┌─ GIVEN PASSAGE
Tuesday, February 02, 2010

Non Think



KFC, which used to be Kentucky Fried Chicken, which used to be Colonel Sanders's Kentucky Fried Chicken, is running a television ad that simply will not stop. The theme of the ad is "Unthink." In the midst of snap cuts, the voice of Chris from "Northern Exposure" speaks without a pause, and the camera slams from close up to two shot to three to close up, to twirl about the product, to zoom on faces, to smoke from the hot food, and out and back. The camera work is like the party scenes from "Laugh In," when they wanted to show the go-go dancers, or like a kung fu fight scene, when they have a heavy set actor with hands softer than newly hatched ducklings and the director makes up for it with a stop-motion montage of poses that give the illusion that someone is actually moving.

It is absurd, of course, that they want us to "unthink." One can imagine the advertising pitch meeting: "Our goal is to get the consumer to forget everything they think about KFC. They think of us as grease and fat. We want them to un-think those thoughts."
└─
┌─ STORED DATA
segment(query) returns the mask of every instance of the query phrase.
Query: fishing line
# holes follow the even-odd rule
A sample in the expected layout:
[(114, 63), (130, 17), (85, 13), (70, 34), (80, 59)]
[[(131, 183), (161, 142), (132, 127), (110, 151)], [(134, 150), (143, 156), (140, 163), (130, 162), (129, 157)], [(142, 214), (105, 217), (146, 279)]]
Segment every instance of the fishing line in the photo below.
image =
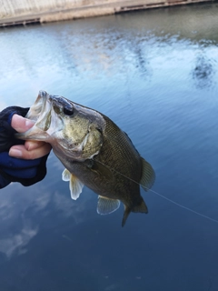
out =
[(183, 205), (181, 205), (181, 204), (179, 204), (179, 203), (177, 203), (177, 202), (175, 202), (175, 201), (173, 201), (173, 200), (172, 200), (172, 199), (170, 199), (170, 198), (167, 198), (167, 197), (164, 196), (164, 195), (162, 195), (162, 194), (160, 194), (160, 193), (158, 193), (158, 192), (156, 192), (156, 191), (154, 191), (154, 190), (152, 190), (152, 189), (147, 188), (147, 187), (145, 187), (144, 186), (143, 186), (142, 184), (140, 184), (140, 183), (138, 183), (138, 182), (131, 179), (131, 178), (128, 177), (127, 176), (125, 176), (125, 175), (124, 175), (124, 174), (116, 171), (115, 169), (109, 167), (108, 166), (104, 165), (104, 163), (101, 163), (101, 162), (96, 161), (96, 160), (95, 160), (95, 162), (97, 162), (97, 163), (99, 163), (99, 164), (102, 164), (103, 166), (106, 166), (106, 167), (109, 168), (110, 170), (113, 170), (113, 171), (116, 172), (117, 174), (123, 176), (125, 177), (126, 179), (129, 179), (129, 180), (131, 180), (132, 182), (138, 184), (138, 185), (141, 186), (144, 189), (145, 188), (145, 189), (147, 189), (147, 191), (151, 191), (151, 192), (156, 194), (157, 196), (159, 196), (162, 197), (163, 199), (165, 199), (165, 200), (173, 203), (173, 205), (175, 205), (175, 206), (179, 206), (179, 207), (181, 207), (181, 208), (183, 208), (183, 209), (185, 209), (185, 210), (187, 210), (187, 211), (190, 211), (190, 212), (192, 212), (192, 213), (193, 213), (193, 214), (195, 214), (195, 215), (197, 215), (197, 216), (202, 216), (202, 217), (203, 217), (203, 218), (206, 218), (206, 219), (208, 219), (208, 220), (211, 220), (211, 221), (215, 222), (216, 224), (218, 224), (218, 220), (216, 220), (216, 219), (214, 219), (214, 218), (212, 218), (212, 217), (210, 217), (210, 216), (205, 216), (205, 215), (203, 215), (203, 214), (201, 214), (200, 212), (194, 211), (194, 210), (193, 210), (193, 209), (191, 209), (191, 208), (189, 208), (189, 207), (186, 207), (186, 206), (183, 206)]

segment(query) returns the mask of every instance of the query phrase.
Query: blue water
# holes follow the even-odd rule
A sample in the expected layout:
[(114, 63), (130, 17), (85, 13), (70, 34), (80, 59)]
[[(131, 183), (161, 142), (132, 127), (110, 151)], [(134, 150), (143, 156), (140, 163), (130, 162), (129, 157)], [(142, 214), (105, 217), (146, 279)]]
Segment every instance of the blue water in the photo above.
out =
[(1, 291), (218, 289), (218, 5), (0, 31), (0, 109), (39, 90), (108, 115), (156, 172), (148, 215), (73, 201), (51, 153), (44, 181), (0, 193)]

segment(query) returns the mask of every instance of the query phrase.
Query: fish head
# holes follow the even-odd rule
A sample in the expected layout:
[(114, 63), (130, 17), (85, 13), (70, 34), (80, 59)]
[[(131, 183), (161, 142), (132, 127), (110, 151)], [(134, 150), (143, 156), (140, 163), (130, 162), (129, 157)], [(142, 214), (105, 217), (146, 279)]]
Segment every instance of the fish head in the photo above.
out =
[(97, 155), (103, 145), (103, 116), (62, 96), (40, 91), (25, 117), (35, 125), (16, 137), (47, 142), (59, 156), (84, 161)]

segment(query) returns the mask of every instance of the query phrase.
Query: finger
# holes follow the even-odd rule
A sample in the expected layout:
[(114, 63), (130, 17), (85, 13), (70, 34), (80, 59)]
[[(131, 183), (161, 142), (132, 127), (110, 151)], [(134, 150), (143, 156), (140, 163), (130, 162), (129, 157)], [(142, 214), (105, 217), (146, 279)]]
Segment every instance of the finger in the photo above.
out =
[(24, 159), (35, 159), (47, 155), (51, 150), (51, 146), (49, 144), (45, 144), (43, 146), (36, 149), (28, 151), (25, 146), (14, 146), (10, 148), (9, 156)]
[(26, 148), (27, 151), (32, 151), (45, 145), (45, 143), (41, 141), (26, 141), (25, 143), (25, 147)]
[(24, 133), (34, 125), (34, 122), (30, 119), (22, 117), (18, 115), (14, 115), (11, 121), (11, 125), (18, 133)]

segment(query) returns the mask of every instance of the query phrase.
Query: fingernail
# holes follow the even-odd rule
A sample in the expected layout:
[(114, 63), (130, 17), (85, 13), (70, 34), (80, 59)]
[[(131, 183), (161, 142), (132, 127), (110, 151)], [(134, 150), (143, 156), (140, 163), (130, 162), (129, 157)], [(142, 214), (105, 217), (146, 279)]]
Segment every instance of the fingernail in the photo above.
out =
[(32, 121), (32, 120), (30, 120), (30, 119), (26, 119), (25, 120), (25, 126), (26, 127), (32, 127), (33, 125), (34, 125), (34, 122)]
[(12, 148), (9, 151), (9, 156), (15, 156), (15, 157), (21, 157), (22, 156), (22, 151), (16, 148)]

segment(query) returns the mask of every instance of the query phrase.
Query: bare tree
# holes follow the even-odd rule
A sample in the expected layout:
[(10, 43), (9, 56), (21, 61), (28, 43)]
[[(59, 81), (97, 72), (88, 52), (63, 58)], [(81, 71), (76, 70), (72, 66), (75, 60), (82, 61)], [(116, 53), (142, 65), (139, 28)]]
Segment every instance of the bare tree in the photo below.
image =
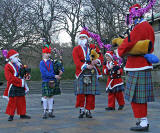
└─
TO DO:
[A] Translate this sentence from the passage about the KFC ad into Spanish: "It is absurd, of course, that they want us to "unthink.""
[B] Answer these questions using the passage about the KFC ad.
(i) What is the theme of the ad?
(ii) Whose voice speaks in the ad?
(iii) In the imagined pitch meeting, what do consumers think of KFC as?

TASK RESULTS:
[A] Es absurdo, por supuesto, que quieran que "despensemos".

[B]
(i) "Unthink."
(ii) The voice of Chris from "Northern Exposure."
(iii) Grease and fat.